Stored items |
━━━━━━━━
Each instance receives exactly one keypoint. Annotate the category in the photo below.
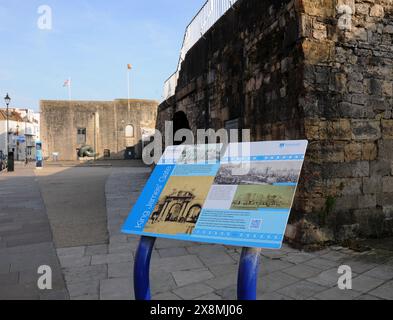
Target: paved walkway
(184, 270)
(25, 239)
(75, 203)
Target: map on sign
(240, 194)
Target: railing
(202, 22)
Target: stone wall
(60, 121)
(293, 69)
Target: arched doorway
(193, 213)
(180, 122)
(174, 213)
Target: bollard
(248, 274)
(142, 268)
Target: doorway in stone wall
(180, 121)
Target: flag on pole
(67, 84)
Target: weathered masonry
(315, 69)
(114, 128)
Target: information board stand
(240, 196)
(247, 275)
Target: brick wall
(294, 70)
(61, 119)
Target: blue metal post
(142, 268)
(248, 274)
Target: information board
(38, 155)
(240, 194)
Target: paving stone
(162, 243)
(178, 263)
(56, 295)
(365, 284)
(385, 291)
(228, 293)
(272, 296)
(111, 258)
(336, 294)
(74, 261)
(166, 296)
(335, 256)
(82, 274)
(74, 251)
(117, 289)
(223, 269)
(120, 270)
(9, 278)
(4, 267)
(328, 278)
(301, 290)
(302, 271)
(96, 250)
(367, 297)
(172, 252)
(19, 292)
(88, 297)
(183, 278)
(222, 282)
(209, 297)
(359, 266)
(275, 281)
(214, 259)
(383, 272)
(161, 282)
(90, 287)
(193, 291)
(128, 247)
(322, 264)
(298, 257)
(268, 266)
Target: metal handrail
(207, 16)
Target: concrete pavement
(179, 270)
(185, 270)
(26, 240)
(75, 203)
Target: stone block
(353, 151)
(336, 130)
(366, 130)
(387, 129)
(387, 184)
(372, 185)
(319, 8)
(369, 151)
(377, 11)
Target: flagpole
(69, 89)
(128, 87)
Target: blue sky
(91, 41)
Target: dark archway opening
(180, 122)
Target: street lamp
(7, 100)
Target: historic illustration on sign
(179, 206)
(263, 196)
(259, 173)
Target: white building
(24, 131)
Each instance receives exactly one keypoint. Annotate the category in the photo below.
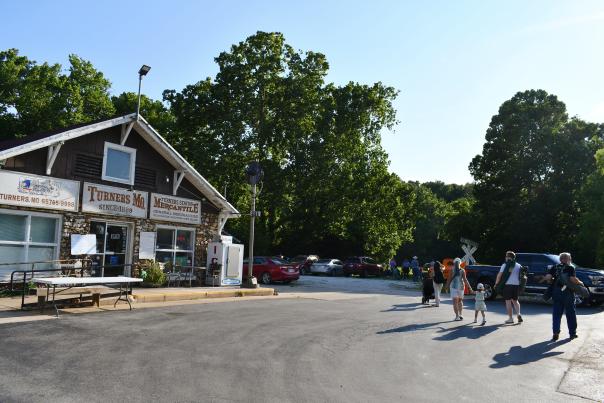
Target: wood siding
(78, 159)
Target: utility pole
(254, 175)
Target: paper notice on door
(83, 244)
(146, 249)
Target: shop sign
(26, 190)
(102, 199)
(175, 209)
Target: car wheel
(582, 301)
(265, 278)
(489, 290)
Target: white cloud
(596, 114)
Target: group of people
(509, 282)
(409, 269)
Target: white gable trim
(152, 137)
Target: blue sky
(454, 62)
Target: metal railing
(66, 264)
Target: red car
(363, 266)
(269, 268)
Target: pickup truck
(538, 265)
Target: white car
(331, 267)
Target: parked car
(304, 262)
(331, 267)
(268, 269)
(538, 264)
(363, 266)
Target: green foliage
(326, 188)
(39, 97)
(532, 167)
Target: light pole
(141, 72)
(254, 175)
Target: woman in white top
(455, 283)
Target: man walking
(508, 285)
(415, 268)
(563, 297)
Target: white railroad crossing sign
(469, 247)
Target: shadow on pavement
(468, 330)
(412, 327)
(407, 307)
(523, 355)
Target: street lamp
(141, 72)
(254, 175)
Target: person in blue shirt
(563, 297)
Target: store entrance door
(112, 245)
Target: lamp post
(141, 72)
(254, 175)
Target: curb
(182, 296)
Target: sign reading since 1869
(21, 189)
(115, 201)
(176, 209)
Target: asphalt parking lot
(323, 339)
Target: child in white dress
(480, 305)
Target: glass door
(112, 248)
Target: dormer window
(119, 163)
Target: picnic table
(82, 285)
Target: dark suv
(538, 265)
(303, 262)
(363, 266)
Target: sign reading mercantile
(114, 201)
(26, 190)
(176, 209)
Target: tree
(533, 162)
(37, 97)
(326, 185)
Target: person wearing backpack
(508, 285)
(438, 279)
(563, 278)
(455, 284)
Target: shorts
(456, 292)
(510, 292)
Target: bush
(152, 274)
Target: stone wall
(79, 223)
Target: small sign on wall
(83, 244)
(146, 249)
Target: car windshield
(277, 260)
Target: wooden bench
(43, 293)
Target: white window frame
(117, 147)
(27, 242)
(174, 251)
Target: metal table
(67, 283)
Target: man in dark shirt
(562, 296)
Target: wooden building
(115, 178)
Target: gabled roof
(13, 148)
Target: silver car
(332, 267)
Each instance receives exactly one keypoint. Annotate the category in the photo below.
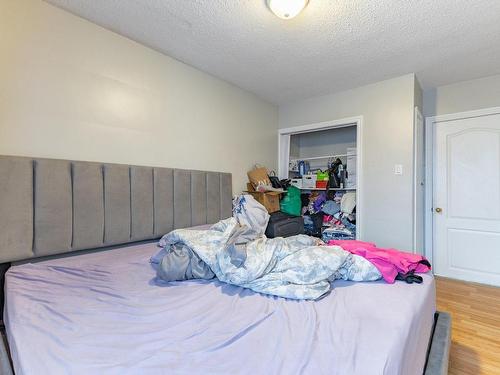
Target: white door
(467, 199)
(418, 184)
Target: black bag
(284, 225)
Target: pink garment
(389, 262)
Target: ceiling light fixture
(286, 9)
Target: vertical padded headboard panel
(88, 205)
(163, 192)
(53, 207)
(116, 204)
(57, 206)
(141, 202)
(16, 208)
(182, 198)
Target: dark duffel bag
(284, 225)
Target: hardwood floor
(475, 311)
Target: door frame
(430, 151)
(284, 157)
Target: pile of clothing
(330, 215)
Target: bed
(71, 310)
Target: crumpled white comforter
(238, 253)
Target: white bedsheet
(103, 313)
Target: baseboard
(439, 350)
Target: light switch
(398, 169)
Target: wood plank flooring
(475, 311)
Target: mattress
(105, 313)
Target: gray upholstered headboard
(50, 206)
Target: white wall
(463, 96)
(387, 110)
(71, 89)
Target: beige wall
(463, 96)
(387, 110)
(71, 89)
━━━━━━━━
WHAT YOU SHOULD DO | The answer is the line containing "Target: dark duffel bag" together with every line after it in the records, repeated exactly and with nothing else.

ANSWER FOR THIS EXERCISE |
Target: dark duffel bag
(284, 225)
Target: hardwood floor
(475, 311)
Target: door frame
(430, 151)
(284, 157)
Target: pile of clothing
(330, 215)
Target: bed
(71, 310)
Target: crumpled white comforter
(238, 253)
Target: white bedsheet
(103, 313)
Target: baseboard
(439, 350)
Target: light switch
(398, 169)
Target: wood plank flooring
(475, 311)
Target: mattress
(105, 313)
Target: gray upholstered headboard
(50, 206)
Target: white wall
(463, 96)
(387, 110)
(71, 89)
Target: beige wall
(463, 96)
(387, 110)
(71, 89)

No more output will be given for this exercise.